═════ DATASET ROWS

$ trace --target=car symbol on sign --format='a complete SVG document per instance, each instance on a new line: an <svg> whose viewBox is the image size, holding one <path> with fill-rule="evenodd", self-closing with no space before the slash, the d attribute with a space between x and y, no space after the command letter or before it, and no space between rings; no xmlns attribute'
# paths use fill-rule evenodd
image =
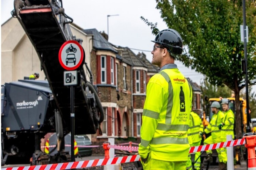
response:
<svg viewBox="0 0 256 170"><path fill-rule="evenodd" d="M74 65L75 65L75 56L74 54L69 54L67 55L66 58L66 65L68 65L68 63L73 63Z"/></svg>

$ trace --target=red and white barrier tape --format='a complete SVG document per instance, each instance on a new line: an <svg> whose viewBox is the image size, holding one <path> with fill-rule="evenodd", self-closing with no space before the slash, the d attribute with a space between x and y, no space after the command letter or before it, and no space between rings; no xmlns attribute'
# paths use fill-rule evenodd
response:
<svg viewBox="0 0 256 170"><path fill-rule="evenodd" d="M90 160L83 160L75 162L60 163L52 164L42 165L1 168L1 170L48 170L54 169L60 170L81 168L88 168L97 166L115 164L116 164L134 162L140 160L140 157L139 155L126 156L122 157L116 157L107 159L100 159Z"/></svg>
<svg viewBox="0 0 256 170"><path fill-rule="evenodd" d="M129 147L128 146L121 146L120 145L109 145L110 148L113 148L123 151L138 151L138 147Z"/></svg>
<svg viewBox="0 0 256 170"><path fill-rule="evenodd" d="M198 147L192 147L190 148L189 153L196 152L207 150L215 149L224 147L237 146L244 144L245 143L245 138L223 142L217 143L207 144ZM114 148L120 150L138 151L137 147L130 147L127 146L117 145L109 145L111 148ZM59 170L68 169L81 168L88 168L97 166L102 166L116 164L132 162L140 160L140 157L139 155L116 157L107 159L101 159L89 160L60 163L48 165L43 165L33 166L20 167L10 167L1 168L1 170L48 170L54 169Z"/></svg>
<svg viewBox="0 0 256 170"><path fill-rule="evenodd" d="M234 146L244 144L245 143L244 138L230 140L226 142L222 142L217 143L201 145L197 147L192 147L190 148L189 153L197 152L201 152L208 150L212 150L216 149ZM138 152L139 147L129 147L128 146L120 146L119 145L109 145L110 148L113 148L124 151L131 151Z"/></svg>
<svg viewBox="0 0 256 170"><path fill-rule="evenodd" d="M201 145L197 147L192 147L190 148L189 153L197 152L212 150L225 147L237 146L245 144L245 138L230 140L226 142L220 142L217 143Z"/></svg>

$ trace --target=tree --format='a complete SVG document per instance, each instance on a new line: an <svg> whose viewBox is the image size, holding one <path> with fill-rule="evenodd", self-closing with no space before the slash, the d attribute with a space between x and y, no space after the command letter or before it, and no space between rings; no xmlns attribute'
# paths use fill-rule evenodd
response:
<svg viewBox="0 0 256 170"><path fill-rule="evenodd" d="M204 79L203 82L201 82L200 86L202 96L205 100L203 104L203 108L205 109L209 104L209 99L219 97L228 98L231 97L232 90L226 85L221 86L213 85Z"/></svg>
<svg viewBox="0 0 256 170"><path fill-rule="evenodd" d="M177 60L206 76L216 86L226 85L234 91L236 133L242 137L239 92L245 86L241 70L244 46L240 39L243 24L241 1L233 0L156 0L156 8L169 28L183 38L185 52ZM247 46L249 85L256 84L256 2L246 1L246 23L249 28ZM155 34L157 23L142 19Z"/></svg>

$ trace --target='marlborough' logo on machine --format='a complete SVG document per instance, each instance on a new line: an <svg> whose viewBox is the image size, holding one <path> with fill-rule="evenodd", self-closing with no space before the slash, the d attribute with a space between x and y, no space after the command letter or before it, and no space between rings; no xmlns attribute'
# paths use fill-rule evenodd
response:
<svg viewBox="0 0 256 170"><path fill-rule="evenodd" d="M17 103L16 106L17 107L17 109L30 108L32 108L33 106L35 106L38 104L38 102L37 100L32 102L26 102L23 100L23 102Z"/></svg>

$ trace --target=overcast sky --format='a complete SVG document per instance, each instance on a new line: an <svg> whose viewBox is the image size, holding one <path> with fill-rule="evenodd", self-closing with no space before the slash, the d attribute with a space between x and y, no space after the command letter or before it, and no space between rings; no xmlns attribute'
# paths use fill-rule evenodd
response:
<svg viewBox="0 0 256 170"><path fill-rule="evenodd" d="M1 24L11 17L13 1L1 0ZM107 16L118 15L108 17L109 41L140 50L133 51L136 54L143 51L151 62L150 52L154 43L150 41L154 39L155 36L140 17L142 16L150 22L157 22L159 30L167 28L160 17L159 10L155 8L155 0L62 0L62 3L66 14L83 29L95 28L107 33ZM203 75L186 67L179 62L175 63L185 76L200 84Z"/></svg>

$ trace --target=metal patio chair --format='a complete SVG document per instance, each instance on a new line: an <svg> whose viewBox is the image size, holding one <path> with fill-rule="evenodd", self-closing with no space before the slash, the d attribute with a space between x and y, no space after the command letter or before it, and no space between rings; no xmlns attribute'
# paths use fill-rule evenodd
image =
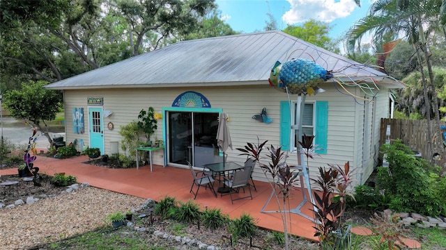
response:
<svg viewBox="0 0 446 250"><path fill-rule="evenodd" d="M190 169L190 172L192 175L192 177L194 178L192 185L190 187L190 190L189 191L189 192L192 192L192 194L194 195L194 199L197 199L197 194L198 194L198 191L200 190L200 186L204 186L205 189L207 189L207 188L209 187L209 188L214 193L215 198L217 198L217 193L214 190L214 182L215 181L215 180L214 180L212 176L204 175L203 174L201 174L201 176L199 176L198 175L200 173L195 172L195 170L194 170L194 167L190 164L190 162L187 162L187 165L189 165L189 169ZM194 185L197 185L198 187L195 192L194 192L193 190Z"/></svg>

══════════

[TASK REQUIREMENTS]
Lay out the material from its first line through the line containing "65L75 65L75 56L74", both included, as a JSON list of strings with one string per line and blank lines omitted. Leave the picture out of the list.

[FINISHED EXERCISE]
[
  "$ trace --target=car symbol on sign --format='a complete SVG document per instance, each instance on a new line: an <svg> whose viewBox is the image size, holding one <path> with fill-rule=\"evenodd\", self-closing with no space before the slash, the d attribute with a space between x and y, no space after the command letter or before it, and no space between rings; no xmlns attribute'",
  "# paths use fill-rule evenodd",
  "image =",
  "response:",
  "<svg viewBox=\"0 0 256 170\"><path fill-rule=\"evenodd\" d=\"M74 65L75 65L75 56L74 54L69 54L67 55L66 58L66 65L68 65L68 63L73 63Z\"/></svg>"
]